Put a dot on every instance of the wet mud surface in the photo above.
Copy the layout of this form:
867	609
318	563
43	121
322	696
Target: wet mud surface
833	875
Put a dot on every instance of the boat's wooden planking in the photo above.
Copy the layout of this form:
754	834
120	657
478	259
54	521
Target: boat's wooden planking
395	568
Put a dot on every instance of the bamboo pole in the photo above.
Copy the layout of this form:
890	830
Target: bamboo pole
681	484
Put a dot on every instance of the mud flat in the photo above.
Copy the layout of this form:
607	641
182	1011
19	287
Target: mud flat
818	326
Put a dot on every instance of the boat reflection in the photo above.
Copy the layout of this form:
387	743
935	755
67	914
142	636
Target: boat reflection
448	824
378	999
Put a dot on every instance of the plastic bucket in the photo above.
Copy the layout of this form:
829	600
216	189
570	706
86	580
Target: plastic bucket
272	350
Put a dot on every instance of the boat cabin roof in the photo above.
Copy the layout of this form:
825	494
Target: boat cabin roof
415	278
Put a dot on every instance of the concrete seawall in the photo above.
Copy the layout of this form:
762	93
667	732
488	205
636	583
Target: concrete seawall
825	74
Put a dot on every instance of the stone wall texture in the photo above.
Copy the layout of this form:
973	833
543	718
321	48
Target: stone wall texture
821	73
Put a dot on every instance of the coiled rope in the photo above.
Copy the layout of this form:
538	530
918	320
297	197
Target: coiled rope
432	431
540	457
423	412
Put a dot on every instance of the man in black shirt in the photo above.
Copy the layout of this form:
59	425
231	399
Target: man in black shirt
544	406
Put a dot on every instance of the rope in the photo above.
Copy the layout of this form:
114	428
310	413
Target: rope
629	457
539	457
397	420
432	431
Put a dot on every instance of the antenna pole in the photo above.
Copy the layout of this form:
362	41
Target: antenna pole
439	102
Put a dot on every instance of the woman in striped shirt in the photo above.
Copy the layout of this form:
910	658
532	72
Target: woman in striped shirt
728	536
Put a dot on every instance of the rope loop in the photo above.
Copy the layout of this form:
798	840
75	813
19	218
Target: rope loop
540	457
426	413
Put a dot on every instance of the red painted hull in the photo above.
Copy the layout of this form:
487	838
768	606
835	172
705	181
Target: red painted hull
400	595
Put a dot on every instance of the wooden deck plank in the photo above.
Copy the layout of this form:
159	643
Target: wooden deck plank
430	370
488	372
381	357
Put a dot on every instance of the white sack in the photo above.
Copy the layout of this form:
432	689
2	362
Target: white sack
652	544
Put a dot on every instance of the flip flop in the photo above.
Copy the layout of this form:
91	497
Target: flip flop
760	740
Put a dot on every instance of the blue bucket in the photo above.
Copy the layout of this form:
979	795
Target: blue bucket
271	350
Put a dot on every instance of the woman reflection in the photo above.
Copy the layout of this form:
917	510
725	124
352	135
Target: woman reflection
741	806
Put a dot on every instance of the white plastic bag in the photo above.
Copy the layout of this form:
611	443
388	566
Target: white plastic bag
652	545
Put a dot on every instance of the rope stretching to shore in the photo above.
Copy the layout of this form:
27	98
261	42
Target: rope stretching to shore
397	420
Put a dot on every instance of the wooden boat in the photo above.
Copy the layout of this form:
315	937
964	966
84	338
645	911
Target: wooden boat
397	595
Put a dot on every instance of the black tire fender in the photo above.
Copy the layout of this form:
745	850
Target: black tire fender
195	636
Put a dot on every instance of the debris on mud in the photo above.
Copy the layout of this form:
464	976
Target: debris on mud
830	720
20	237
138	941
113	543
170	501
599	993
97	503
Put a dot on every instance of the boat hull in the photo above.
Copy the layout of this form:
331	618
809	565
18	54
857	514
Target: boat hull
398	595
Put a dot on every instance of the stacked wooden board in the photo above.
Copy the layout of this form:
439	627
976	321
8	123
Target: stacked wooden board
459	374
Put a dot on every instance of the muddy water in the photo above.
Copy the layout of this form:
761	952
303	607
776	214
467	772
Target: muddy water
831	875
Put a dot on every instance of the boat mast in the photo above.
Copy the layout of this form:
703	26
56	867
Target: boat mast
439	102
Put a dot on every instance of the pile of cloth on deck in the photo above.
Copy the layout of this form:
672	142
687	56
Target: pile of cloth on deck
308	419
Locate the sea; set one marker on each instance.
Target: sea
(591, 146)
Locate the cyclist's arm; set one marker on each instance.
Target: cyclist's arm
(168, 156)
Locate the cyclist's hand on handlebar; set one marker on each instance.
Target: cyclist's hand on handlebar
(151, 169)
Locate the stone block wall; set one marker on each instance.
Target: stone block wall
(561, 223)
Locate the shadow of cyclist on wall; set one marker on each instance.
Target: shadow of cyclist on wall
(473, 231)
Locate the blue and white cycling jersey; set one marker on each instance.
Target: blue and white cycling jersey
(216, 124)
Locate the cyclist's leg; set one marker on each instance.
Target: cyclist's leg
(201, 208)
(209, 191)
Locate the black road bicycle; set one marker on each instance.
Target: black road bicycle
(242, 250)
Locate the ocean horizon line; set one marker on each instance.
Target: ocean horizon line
━━━━━━
Problem description
Copy the material above verbatim.

Solution
Put a dot on every instance of the wet mud surface in the photo above.
Copy the layout of this form:
867	609
318	563
43	121
322	696
Target: wet mud surface
833	875
Put a dot on every instance of the boat's wooden planking in the photo above.
Copy the layout of this form:
754	834
120	657
478	259
54	521
Target: boat's wooden planking
395	568
Put a dot on every instance of the bamboo pole in the photo above.
Copy the layout of this form:
890	830
Target: bamboo pole
681	484
Put a dot on every instance of the mud flat in the photo above.
Copy the layout of this form:
607	641
182	1011
19	287
Target: mud flat
818	326
Put a dot on every instance of the boat reflection in the photo above.
Copy the layout of this form:
387	743
935	755
67	914
142	636
Target: boat reflection
448	824
378	999
Put a dot on every instance of the plastic bucket in the photo above.
Copy the layout of this form:
829	600
216	189
570	706
86	580
Target: plastic bucket
272	350
Put a dot on every instance of the boat cabin roof in the photo above.
Copy the layout of this form:
825	494
Target: boat cabin roof
415	278
Put a dot on every instance of the concrete seawall in the photo above.
Copy the layout of this form:
762	93
667	732
488	205
636	583
Target: concrete seawall
825	74
Put a dot on every instance of the stone wall texture in the photo above.
Copy the layout of this form:
973	833
543	718
321	48
Target: stone wall texture
821	73
Put a dot on every instance of the coiled rope in the photo above.
Copy the layout of this form:
538	530
918	320
297	197
Target: coiled rope
432	431
540	457
423	412
Put a dot on every instance of the man in black shirt in the photo above.
Copy the layout of this form:
59	425
231	399
Target: man in black shirt
544	406
Put a dot on every instance of the rope in the photo above.
Copy the layout of this form:
114	428
310	413
Target: rope
629	457
539	457
397	420
432	431
Put a dot on every instance of the antenna pole in the photo above.
Copy the layout of this form:
362	41
Target: antenna pole
439	102
Put a dot on every instance of the woman in striped shirt in the photo above.
Copy the layout of this form:
910	658
532	72
Target: woman in striped shirt
728	536
Put a dot on every instance of the rope loop in the photo above.
Copy the layout of this form:
798	840
75	813
19	218
Target: rope loop
540	457
426	413
Put a dot on every instance of the red painted hull in the photo above.
Copy the layout of this form:
487	838
768	606
835	172
705	181
Target: red painted hull
400	595
Put a dot on every instance of the wooden deck plank in the photo above.
Copy the layout of this form:
159	643
Target: wooden deck plank
430	370
488	372
381	357
Put a dot on every instance of the white sack in the photo above.
Copy the layout of this form:
432	689
2	362
Target: white sack
652	544
Put a dot on every instance of the flip flop in the photo above.
Copy the layout of this form:
91	497
Target: flip flop
760	740
Put a dot on every instance of the blue bucket in the photo above.
Copy the layout of this form:
979	795
Target: blue bucket
271	350
Put a dot on every instance of the woman reflection in the photo above.
Copy the layout of this form:
917	510
725	124
352	135
Target: woman reflection
741	806
Put a dot on every instance of the white plastic bag in the photo above.
Copy the layout of this form:
611	443
388	566
Target: white plastic bag
652	545
Put a dot on every instance of the rope stretching to shore in the photo above.
Copy the layout of this form:
27	98
261	42
Target: rope stretching to shore
397	420
Put a dot on every instance of the wooden boat in the photo above.
Copy the layout of this form:
315	937
964	966
84	338
645	911
Target: wooden boat
397	595
Put a dot on every instance of the black tire fender in the photo above.
Copy the layout of this form:
745	850
Target: black tire fender
195	636
Put a dot on every instance of the debris on mud in the photo above.
Copy the layout of this form:
464	976
Target: debris on mud
830	720
20	237
138	941
113	543
170	501
599	993
97	503
Put a dot on every instance of the boat hull in the photo above.
Copy the layout of this form:
331	618
809	565
18	54
857	514
Target: boat hull
398	595
Put a dot on every instance of the stacked wooden board in the photo above.
Copy the layout of this form:
439	627
976	321
8	123
Target: stacked wooden board
459	374
Put a dot on every instance of the muddy water in the photo above.
Copy the layout of this form:
761	952
303	607
776	214
467	772
Target: muddy water
831	875
Put a dot on every instance of the boat mast in the photo above.
Copy the layout of this form:
703	26
56	867
Target: boat mast
439	102
Put a dot on every instance of the pile of cloth on deck in the photo above.
Copy the layout of this form:
672	142
687	56
Target: pile of cloth on deck
308	419
Locate the sea; set one marker on each instance.
Target: sea
(591, 146)
Locate the cyclist's arm; set one marker on each instance.
Target: cyclist's arm
(168, 156)
Locate the cyclist's hand on handlebar; set one marker on each instance.
Target: cyclist's hand on handlebar
(151, 169)
Locate the stone block wall; set one marker on each instance.
Target: stone block wall
(561, 223)
Locate the shadow of cyclist on wall; set one marker on each instance.
Target: shadow of cyclist on wall
(473, 231)
Locate the blue and white cycling jersey; set one marker on each instance.
Target: blue and white cycling jersey
(216, 124)
Locate the cyclist's leg; set one marker on each instance.
Target: cyclist's leg
(201, 208)
(209, 191)
Locate the black road bicycle; set one marker on each instance.
Target: black road bicycle
(242, 250)
Locate the ocean horizon line; set one marker on each instance.
Target: ocean horizon line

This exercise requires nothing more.